▶ _Task details_
Return every record exactly as written.

▶ _Raw data_
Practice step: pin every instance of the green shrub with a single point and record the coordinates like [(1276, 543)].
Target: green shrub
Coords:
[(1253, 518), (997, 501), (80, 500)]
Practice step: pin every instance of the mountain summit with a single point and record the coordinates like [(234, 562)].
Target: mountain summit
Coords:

▶ _Worked solution_
Practice step: pin every instance of the green shrub with a single point and record the coordinates like [(1276, 543)].
Target: green shrub
Coords:
[(1253, 518), (997, 501), (80, 500)]
Practice step: pin every instance of the mountain summit with a single point and record the coordinates like [(234, 562)].
Target: mountain summit
Coords:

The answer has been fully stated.